▶ [WORK TO COMPLETE]
Please write out the part of the listing below that opens with the line containing "Task: point: the white fuselage" and runs to the end of the listing, reproducing every line of it and nothing else. Shift each x and y value in the answer coordinates by -43.

▶ [SUPPLIED MATERIAL]
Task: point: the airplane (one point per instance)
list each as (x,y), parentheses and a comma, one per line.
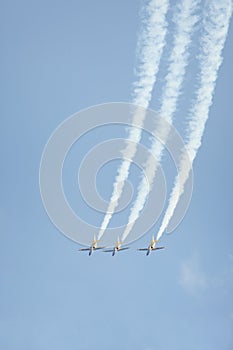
(116,249)
(152,246)
(92,247)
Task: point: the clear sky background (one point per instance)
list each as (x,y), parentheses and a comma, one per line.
(57,58)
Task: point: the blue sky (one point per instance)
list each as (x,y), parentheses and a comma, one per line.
(58,58)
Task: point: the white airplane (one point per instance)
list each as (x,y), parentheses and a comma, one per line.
(117,248)
(93,246)
(152,246)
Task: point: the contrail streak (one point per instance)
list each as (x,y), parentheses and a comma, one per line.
(216,23)
(185,20)
(150,47)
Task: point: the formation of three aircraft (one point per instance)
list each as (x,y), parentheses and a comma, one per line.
(118,247)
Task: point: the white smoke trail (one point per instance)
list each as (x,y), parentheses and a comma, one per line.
(185,20)
(150,48)
(216,23)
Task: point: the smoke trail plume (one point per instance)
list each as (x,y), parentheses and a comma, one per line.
(216,23)
(150,47)
(185,20)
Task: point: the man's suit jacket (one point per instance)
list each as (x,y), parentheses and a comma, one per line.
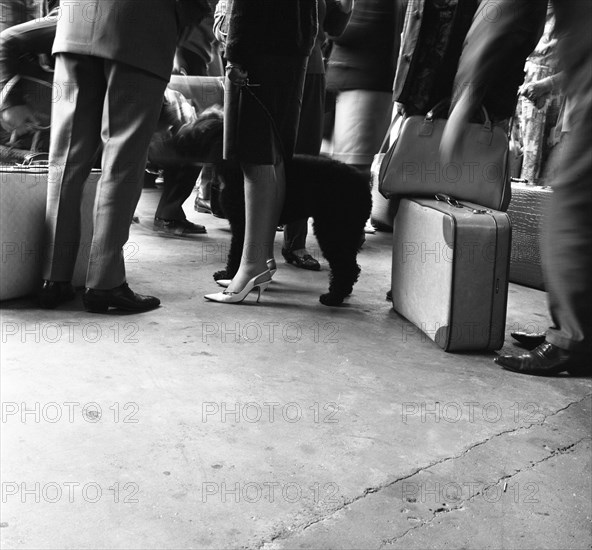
(141,33)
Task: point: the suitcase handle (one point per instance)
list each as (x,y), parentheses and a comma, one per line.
(442,197)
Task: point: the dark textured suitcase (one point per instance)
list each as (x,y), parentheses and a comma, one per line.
(526,210)
(383,211)
(450,272)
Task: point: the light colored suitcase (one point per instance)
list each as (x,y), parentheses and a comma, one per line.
(23,197)
(450,271)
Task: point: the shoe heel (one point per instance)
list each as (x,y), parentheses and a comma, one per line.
(96,307)
(262,288)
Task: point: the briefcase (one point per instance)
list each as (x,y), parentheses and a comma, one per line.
(450,271)
(23,197)
(412,166)
(526,211)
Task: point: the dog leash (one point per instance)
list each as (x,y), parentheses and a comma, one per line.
(247,86)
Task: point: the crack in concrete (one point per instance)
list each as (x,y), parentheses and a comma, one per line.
(461,506)
(284,533)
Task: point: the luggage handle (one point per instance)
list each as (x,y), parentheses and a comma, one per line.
(35,160)
(486,136)
(442,197)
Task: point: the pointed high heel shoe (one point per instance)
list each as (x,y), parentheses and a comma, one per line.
(227,297)
(271,266)
(225,283)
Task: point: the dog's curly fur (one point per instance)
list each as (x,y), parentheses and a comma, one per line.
(336,196)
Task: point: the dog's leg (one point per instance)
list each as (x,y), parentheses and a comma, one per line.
(341,253)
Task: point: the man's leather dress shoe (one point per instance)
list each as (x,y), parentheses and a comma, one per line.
(529,340)
(54,293)
(544,360)
(121,297)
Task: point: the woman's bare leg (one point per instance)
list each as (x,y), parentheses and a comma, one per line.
(264,197)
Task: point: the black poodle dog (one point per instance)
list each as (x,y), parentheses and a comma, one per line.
(336,196)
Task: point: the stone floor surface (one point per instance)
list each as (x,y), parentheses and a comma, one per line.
(279,424)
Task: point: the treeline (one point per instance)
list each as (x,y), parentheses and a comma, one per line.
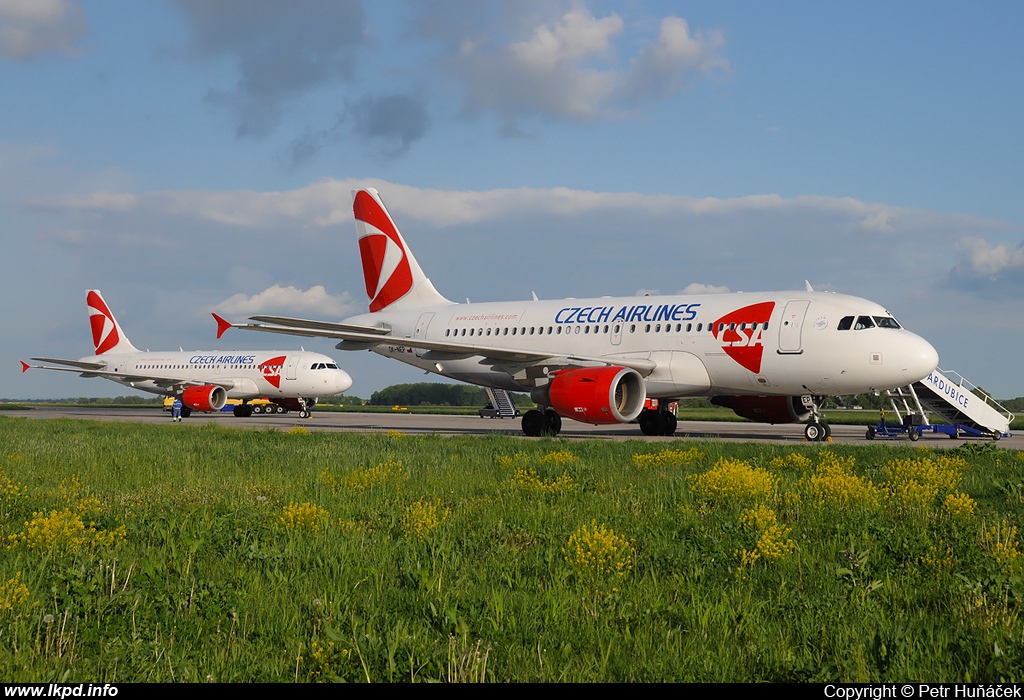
(433,394)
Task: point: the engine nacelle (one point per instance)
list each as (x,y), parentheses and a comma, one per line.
(771,409)
(597,395)
(207,398)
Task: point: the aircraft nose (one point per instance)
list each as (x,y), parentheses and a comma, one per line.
(920,359)
(342,382)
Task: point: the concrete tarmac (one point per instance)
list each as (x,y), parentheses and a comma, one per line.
(414,424)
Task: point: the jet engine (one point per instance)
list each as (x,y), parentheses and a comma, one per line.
(207,398)
(596,395)
(767,408)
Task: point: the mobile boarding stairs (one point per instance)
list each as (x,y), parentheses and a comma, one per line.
(966,409)
(501,404)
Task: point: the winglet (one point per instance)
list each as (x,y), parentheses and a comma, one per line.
(222,325)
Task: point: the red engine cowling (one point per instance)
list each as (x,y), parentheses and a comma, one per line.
(207,398)
(766,408)
(598,395)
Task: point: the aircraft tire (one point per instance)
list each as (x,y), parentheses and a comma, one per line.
(649,422)
(554,424)
(532,423)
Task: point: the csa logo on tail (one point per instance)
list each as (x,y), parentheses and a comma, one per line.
(740,334)
(104,331)
(271,370)
(385,265)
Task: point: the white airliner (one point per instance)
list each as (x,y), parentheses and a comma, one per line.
(769,356)
(206,379)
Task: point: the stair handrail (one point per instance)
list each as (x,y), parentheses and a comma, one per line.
(979,392)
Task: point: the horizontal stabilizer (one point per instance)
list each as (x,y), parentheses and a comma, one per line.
(321,325)
(72,363)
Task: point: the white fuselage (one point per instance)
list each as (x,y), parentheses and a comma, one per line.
(244,374)
(758,344)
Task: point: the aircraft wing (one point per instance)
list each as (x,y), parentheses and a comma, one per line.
(368,337)
(94,369)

▶ [CORRECT RESPONSE]
Task: point: the white fuselage (one point per instance)
list each as (x,y), parentheses and a comma, one per line.
(201,331)
(715,301)
Task: point: the aircraft wing (one point per instance)
list each as (x,y), parentheses and a comma, one per line.
(325,294)
(51,326)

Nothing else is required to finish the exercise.